> _READING TEXT_
* Begin *
Brzeg railway station is a station in Brzeg, Opole Voivodeship, Poland. The station is part of the Third Pan-European Corridor, linking Dresden - Wrocław - Kraków - Kyiv.

In the years 2009–2010, the railway infrastructure of the station and a 4 km stretch of the adjoining lines was redeveloped. The investment totaled 154 million Polish złoty. The modernisation was completed on 12 January 2012. Both the interior and the exterior of the station itself were thoroughly renovated, at a cost of 4.2 million Polish złoty. The reopening of the railway station was celebrated on 9 February 2012.

History

The railway station in Brzeg, located on the main line between Wrocław and Opole, is one of the oldest stations in Poland, on the oldest railway line in Poland. The railway reached Brzeg in August 1842. The station in Brzeg was built in 1869–1870, and it is a heritage listed building.
* End *
> _WRITTEN INSTRUCTION A_
Repeat the passage on Brzeg railway station word for word, starting at "Brzeg railway station" and stopping after "Kraków - Kyiv.".
> _WRITTEN INSTRUCTION B_
Which cities does the passage on Brzeg railway station say the Third Pan-European Corridor links? List every one.

> _DATA ROWS_
* Begin *
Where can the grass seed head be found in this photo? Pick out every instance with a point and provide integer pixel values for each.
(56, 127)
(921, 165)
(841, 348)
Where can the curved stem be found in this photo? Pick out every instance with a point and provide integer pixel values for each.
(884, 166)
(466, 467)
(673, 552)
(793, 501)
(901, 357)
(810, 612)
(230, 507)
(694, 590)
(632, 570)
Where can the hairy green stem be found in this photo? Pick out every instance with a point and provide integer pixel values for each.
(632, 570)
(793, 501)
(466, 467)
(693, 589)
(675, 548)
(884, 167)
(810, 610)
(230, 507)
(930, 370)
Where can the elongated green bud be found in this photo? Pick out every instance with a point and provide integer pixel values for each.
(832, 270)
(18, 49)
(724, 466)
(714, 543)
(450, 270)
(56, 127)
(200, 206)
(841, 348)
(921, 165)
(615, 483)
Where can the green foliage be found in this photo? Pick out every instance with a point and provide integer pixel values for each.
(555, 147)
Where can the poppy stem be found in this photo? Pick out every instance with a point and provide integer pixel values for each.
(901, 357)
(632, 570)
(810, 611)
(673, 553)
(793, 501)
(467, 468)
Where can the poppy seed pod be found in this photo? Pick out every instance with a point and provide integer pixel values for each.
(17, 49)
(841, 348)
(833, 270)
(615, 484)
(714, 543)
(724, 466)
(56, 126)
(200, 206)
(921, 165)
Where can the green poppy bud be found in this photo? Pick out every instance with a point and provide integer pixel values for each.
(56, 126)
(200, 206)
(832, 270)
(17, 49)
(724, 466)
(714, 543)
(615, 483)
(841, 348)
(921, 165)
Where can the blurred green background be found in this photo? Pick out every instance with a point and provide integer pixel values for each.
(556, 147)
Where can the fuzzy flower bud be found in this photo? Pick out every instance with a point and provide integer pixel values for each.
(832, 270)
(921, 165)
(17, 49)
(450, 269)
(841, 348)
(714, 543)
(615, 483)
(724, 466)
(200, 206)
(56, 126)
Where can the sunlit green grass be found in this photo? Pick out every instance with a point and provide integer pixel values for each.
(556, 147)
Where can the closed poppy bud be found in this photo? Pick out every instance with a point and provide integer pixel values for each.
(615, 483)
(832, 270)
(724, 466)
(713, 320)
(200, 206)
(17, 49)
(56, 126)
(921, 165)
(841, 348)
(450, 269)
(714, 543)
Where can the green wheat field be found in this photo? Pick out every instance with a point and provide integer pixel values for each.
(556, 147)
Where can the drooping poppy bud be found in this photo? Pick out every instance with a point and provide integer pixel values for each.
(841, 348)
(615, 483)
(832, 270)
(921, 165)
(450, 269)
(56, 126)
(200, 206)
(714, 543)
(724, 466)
* End *
> _CORRECT OUTPUT A_
Brzeg railway station is a station in Brzeg, Opole Voivodeship, Poland. The station is part of the Third Pan-European Corridor, linking Dresden - Wrocław - Kraków - Kyiv.

> _CORRECT OUTPUT B_
Dresden, Wrocław, Kraków, Kyiv